— Given passage —
## Cellular Automaton

Cellular Automaton (CA) is a discret time model used in many areas and also know for heavily discussed by Stephan Wolfram in „A new kind of science“. They are best known for „Game of life“. Such a model consists of a regular grid which changes by each discret timestep. The changes are defined by a set of rules which change the state of each cell. Each rules takes the surrounding states of the cells into account. Here an example:

(souce: wikipedia)

So let’s define the model:

We have a set of cells and each cell has neighour cells. To generalize the above mentioned grid we use a graph \(G\) which is a grid graph with edges \(E\) and nodes/vertices \(V\). Further we have a set of k states \(\sigma \in \Sigma\) and \(|\Sigma| = k\) each node \(v \in V\) has such an initial state \(i : V \rightarrow I \subseteq \Sigma\) (at this point the definition is kind of a „relaxed“ graph coloring). Further the system changes it’s state by each discret timetemp \(t\). So we have a transition function \(\phi : \Sigma^n \rightarrow \Sigma\) which changes the state of a vertex \(v \in V\) based on the neighbour nodes‘ states given to \(\phi\) via an n-tuple. \(\phi_{t_i}\) determines the state at timestep \(t_i\). Further for the timestep \(t_0\) we have the initial states via \(i()\). For each further timestep \(t_i\) the states of all vertices is calculated via \(\phi()\) synchronously and takes the states from the timestep \(t_{i-1}\)

— Data provided —
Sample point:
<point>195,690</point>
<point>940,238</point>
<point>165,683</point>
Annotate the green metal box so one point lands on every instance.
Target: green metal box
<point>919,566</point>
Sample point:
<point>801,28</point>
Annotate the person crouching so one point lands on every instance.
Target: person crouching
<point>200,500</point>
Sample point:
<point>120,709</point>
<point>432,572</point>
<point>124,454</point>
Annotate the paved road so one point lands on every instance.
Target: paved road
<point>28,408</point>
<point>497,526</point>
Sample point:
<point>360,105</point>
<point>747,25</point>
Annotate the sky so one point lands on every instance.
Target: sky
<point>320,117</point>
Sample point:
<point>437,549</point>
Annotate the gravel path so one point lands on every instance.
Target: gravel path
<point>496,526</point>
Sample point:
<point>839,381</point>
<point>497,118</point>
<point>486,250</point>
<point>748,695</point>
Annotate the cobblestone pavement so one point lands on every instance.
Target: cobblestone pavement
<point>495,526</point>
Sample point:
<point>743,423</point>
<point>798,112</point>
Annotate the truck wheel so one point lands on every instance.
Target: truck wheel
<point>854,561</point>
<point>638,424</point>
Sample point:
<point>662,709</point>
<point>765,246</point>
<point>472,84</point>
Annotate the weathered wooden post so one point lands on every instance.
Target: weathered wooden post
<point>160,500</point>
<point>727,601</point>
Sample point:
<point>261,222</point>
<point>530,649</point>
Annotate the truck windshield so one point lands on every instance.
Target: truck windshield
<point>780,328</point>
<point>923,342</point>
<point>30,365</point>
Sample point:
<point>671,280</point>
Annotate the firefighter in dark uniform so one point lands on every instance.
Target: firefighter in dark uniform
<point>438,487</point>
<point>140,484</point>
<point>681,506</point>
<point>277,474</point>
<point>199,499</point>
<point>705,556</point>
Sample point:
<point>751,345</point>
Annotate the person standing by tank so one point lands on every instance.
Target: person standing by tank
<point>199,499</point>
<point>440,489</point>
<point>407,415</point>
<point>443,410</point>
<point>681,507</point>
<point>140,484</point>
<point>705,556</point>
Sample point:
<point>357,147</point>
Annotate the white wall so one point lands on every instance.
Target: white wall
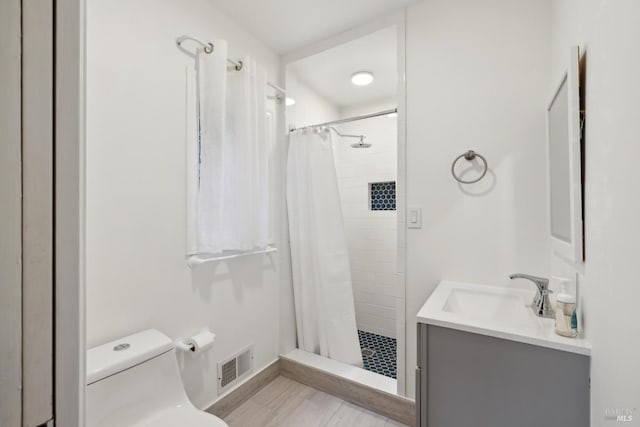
<point>608,31</point>
<point>477,78</point>
<point>137,276</point>
<point>371,235</point>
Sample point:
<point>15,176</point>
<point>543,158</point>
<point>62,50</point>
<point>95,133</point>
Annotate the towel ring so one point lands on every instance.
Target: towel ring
<point>469,155</point>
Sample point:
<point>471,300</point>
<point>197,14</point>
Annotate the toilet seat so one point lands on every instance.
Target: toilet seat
<point>182,416</point>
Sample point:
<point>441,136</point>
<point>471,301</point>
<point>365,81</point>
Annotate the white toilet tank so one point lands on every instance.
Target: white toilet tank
<point>135,381</point>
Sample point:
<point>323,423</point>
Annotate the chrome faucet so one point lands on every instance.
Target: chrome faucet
<point>541,304</point>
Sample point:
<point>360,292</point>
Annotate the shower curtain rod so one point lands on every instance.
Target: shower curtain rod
<point>208,48</point>
<point>350,119</point>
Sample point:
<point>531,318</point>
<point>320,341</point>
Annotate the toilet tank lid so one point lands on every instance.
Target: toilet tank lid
<point>116,356</point>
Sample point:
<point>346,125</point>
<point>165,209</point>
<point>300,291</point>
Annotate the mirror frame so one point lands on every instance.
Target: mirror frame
<point>571,252</point>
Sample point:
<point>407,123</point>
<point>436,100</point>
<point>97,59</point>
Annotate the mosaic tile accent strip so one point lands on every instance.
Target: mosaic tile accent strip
<point>382,196</point>
<point>383,360</point>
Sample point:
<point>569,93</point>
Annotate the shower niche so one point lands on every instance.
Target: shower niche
<point>349,95</point>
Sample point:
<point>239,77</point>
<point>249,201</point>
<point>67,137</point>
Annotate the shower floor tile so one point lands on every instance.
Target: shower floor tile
<point>378,353</point>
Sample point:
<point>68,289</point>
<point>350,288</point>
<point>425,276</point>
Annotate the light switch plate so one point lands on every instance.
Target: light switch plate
<point>414,217</point>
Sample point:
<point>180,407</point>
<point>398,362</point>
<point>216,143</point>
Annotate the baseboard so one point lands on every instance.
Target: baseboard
<point>390,405</point>
<point>230,401</point>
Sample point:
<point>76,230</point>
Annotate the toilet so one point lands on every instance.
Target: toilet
<point>135,382</point>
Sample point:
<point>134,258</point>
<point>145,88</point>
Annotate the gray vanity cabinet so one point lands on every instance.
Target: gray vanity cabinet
<point>472,380</point>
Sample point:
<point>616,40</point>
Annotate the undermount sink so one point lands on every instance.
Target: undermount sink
<point>499,312</point>
<point>490,304</point>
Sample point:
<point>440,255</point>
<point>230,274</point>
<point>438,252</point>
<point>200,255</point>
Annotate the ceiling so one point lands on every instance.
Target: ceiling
<point>287,25</point>
<point>329,73</point>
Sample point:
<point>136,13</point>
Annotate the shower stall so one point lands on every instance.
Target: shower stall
<point>341,194</point>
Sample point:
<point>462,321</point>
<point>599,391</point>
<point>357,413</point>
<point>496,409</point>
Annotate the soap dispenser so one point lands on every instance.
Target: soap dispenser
<point>566,320</point>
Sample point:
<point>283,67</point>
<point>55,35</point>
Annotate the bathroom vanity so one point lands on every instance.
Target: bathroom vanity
<point>486,360</point>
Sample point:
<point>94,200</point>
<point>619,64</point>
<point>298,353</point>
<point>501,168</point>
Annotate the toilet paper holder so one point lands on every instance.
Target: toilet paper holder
<point>197,343</point>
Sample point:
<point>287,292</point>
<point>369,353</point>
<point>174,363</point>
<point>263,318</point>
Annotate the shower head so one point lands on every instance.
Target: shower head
<point>361,143</point>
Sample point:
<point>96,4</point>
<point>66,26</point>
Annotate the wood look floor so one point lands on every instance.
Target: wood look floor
<point>286,403</point>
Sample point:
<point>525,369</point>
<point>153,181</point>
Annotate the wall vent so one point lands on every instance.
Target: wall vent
<point>233,369</point>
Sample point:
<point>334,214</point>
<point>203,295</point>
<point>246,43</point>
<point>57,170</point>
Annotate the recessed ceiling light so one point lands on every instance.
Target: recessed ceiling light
<point>362,78</point>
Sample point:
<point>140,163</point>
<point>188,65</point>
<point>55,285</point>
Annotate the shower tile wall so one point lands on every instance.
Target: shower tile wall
<point>371,234</point>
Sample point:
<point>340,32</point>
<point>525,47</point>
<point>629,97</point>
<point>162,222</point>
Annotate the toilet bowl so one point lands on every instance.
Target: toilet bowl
<point>135,382</point>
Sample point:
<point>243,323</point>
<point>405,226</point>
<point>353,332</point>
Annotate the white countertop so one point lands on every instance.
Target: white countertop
<point>511,319</point>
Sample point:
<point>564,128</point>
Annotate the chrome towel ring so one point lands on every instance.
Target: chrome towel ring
<point>469,155</point>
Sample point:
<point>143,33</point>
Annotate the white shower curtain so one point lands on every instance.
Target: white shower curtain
<point>232,201</point>
<point>323,294</point>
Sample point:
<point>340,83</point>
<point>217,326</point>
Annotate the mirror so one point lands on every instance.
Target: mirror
<point>564,165</point>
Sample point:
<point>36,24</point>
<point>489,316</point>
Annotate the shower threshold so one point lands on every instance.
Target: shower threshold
<point>344,370</point>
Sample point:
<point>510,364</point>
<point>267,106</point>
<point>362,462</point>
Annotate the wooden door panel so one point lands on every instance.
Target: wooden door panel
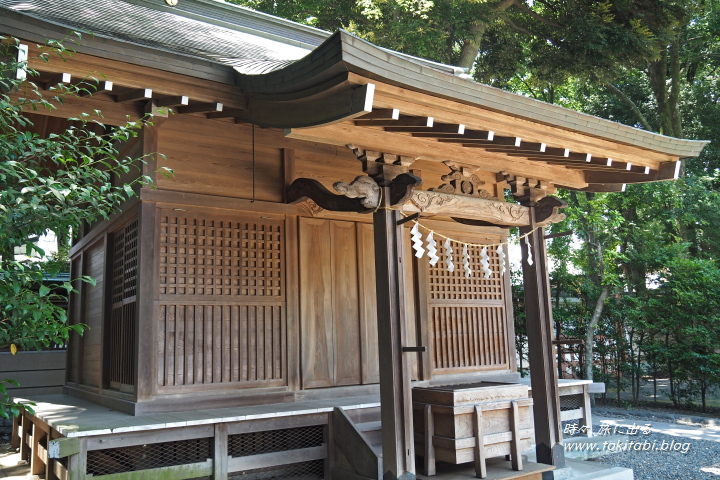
<point>368,304</point>
<point>318,362</point>
<point>346,314</point>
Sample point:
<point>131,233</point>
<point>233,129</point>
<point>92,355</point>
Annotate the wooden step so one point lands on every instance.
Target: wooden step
<point>369,426</point>
<point>364,415</point>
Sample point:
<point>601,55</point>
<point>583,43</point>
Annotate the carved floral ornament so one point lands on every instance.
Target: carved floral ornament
<point>461,195</point>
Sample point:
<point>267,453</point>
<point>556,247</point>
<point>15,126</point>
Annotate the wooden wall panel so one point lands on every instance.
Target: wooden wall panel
<point>316,304</point>
<point>346,308</point>
<point>222,304</point>
<point>368,304</point>
<point>93,314</point>
<point>338,304</point>
<point>215,158</point>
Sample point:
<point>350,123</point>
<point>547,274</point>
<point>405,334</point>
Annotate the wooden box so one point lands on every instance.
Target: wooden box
<point>448,413</point>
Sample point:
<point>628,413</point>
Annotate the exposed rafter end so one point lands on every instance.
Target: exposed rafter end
<point>381,114</point>
<point>133,95</point>
<point>91,88</point>
<point>201,108</point>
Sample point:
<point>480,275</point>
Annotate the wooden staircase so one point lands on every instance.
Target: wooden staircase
<point>355,450</point>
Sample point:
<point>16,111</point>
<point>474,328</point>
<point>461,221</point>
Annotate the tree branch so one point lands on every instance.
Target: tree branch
<point>514,26</point>
<point>590,332</point>
<point>626,100</point>
<point>536,15</point>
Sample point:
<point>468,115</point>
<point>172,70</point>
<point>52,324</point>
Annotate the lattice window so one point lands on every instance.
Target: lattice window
<point>145,457</point>
<point>200,256</point>
<point>124,247</point>
<point>468,315</point>
<point>296,471</point>
<point>571,402</point>
<point>446,285</point>
<point>255,443</point>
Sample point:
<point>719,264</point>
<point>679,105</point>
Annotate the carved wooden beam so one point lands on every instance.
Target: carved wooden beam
<point>362,195</point>
<point>483,212</point>
<point>303,188</point>
<point>492,212</point>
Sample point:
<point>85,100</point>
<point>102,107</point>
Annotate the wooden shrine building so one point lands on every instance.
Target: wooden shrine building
<point>275,267</point>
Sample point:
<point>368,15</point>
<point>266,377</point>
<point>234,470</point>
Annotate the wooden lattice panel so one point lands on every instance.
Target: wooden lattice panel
<point>201,256</point>
<point>261,267</point>
<point>220,344</point>
<point>469,336</point>
<point>468,315</point>
<point>222,301</point>
<point>446,285</point>
<point>123,296</point>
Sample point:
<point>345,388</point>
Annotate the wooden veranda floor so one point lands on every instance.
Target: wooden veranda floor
<point>104,428</point>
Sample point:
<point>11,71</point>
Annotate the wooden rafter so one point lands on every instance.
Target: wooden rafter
<point>511,146</point>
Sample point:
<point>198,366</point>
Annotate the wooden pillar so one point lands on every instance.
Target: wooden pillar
<point>541,355</point>
<point>395,390</point>
<point>146,334</point>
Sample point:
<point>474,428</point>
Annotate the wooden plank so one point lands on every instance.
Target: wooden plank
<point>288,163</point>
<point>515,445</point>
<point>479,449</point>
<point>63,447</point>
<point>23,361</point>
<point>355,446</point>
<point>429,434</point>
<point>368,304</point>
<point>345,303</point>
<point>338,472</point>
<point>318,363</point>
<point>37,378</point>
<point>176,472</point>
<point>128,439</point>
<point>277,423</point>
<point>77,464</point>
<point>237,464</point>
<point>220,452</point>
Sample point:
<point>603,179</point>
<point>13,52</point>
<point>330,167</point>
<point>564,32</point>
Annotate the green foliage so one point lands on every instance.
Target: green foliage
<point>48,184</point>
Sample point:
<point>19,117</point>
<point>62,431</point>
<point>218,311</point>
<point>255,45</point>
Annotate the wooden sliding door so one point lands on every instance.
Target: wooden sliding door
<point>338,341</point>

— What you should do —
Reproduce word for word the portion of the cellular automaton passage starting with "## Cellular Automaton" and going on through "(souce: wikipedia)".

— Task answer —
## Cellular Automaton

Cellular Automaton (CA) is a discret time model used in many areas and also know for heavily discussed by Stephan Wolfram in „A new kind of science“. They are best known for „Game of life“. Such a model consists of a regular grid which changes by each discret timestep. The changes are defined by a set of rules which change the state of each cell. Each rules takes the surrounding states of the cells into account. Here an example:

(souce: wikipedia)